* PASSAGE FOR REVIEW *
If you’re someone who dislikes the idea of routine screening appointments or the expense of periodic MRIs, saline implants simplify your long-term care considerably.
Capsular Contracture Risk
Capsular contracture occurs when the scar tissue your body naturally forms around an implant tightens and squeezes it, making the breast feel hard and sometimes painful. It’s the most common complication of breast implants regardless of type.
A meta-analysis in the Canadian Journal of Plastic Surgery found that three out of four comparative studies reported higher capsular contracture rates with silicone implants, with silicone carrying roughly a 2.25-fold increased risk compared to saline. However, the rates varied enormously across studies, from single digits to over 60%, reflecting differences in surgical technique, implant generation, and follow-up periods. Modern highly cohesive gel implants have reported capsular contracture rates between 0% and 13.6%, which is a significant improvement over older silicone formulations.
Rippling
Rippling refers to visible or touchable wrinkles on the surface of the implant that can show through the skin, especially in thinner patients. It’s commonly assumed that saline implants ripple more, but a prospective study published in Plastic and Reconstructive Surgery Global Open found no significant difference. Visible rippling appeared in about 18% of women overall, and ultrasound detected rippling at similar rates in both groups (24% for saline, 27% for silicone). Rippling risk has more to do with how much natural tissue covers the implant than with the fill material itself.

* DATA EXCERPTS *
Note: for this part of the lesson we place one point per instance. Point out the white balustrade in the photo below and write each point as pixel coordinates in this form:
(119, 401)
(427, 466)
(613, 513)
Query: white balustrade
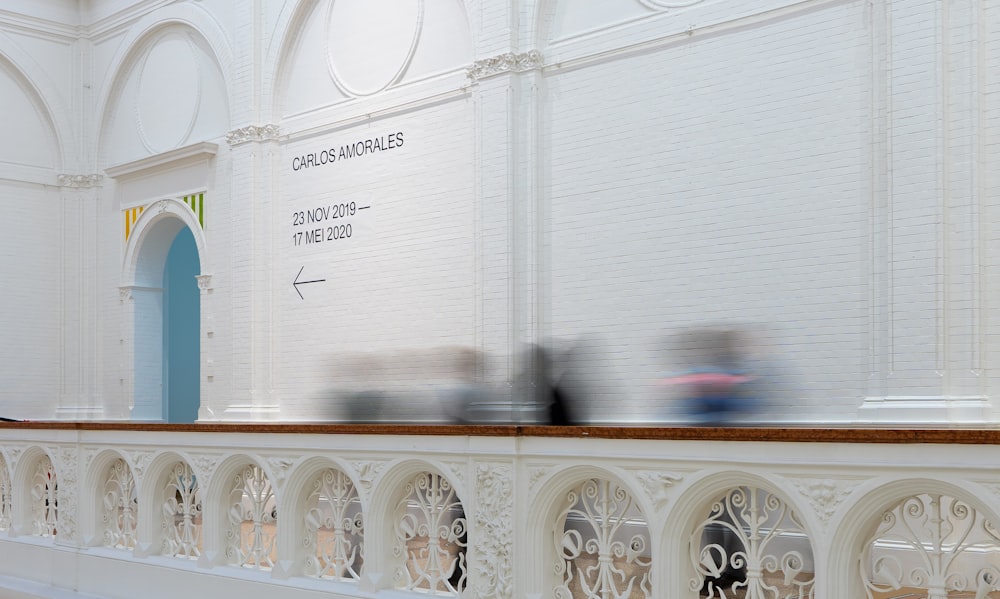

* EXERCISE REQUIREMENTS *
1) Reproduce the breast implant passage from "If you’re someone" up to and including "long-term care considerably.".
2) Carry on the breast implant passage from its final sentence.
The rows have no connection to the breast implant passage.

* RESPONSES PER TASK *
1)
If you’re someone who dislikes the idea of routine screening appointments or the expense of periodic MRIs, saline implants simplify your long-term care considerably.

2)
BIA-ALCL and Surface Texture
Breast implant-associated anaplastic large cell lymphoma (BIA-ALCL) is a rare cancer that has drawn significant attention in recent years. The key factor is not whether the implant contains saline or silicone. It’s the surface texture of the shell. Macrotextured implants carry a real risk of BIA-ALCL. Smooth implants do not. The FDA’s boxed warning on implant labeling states that this cancer occurs more commonly with textured implants.
This matters because certain implant styles, particularly the teardrop-shaped gummy bear type, are almost always textured to prevent rotation. If you’re drawn to shaped implants for their natural look, this is a trade-off worth discussing with your surgeon. Smooth round implants of either fill type avoid this concern entirely.
Cost Differences
Saline implants are less expensive. A cost-effectiveness analysis found that saline reconstruction costs roughly $1,288 less than silicone. When factoring in long-term outcomes using quality-of-life measures, the same study found saline to be about $283 less per year of optimal breast-related health compared to silicone. The ongoing cost of recommended MRI screening for silicone implants adds to that gap over time.
FDA Age Requirements
The FDA approves saline implants for breast augmentation starting at age 18. For silicone implants, the minimum age is 22. Both types are approved at any adult age for breast reconstruction after mastectomy. If you’re between 18 and 21 and considering augmentation, saline is your only FDA-approved option.
Choosing What Fits Your Priorities
If your top priority is the most natural feel and appearance, silicone (especially cohesive gel) is the stronger choice. If you want lower upfront cost, a smaller incision, and the peace of mind that comes with immediately knowing if something goes wrong, saline has clear advantages. Women who want to avoid long-term imaging appointments also tend to prefer saline for its simplicity.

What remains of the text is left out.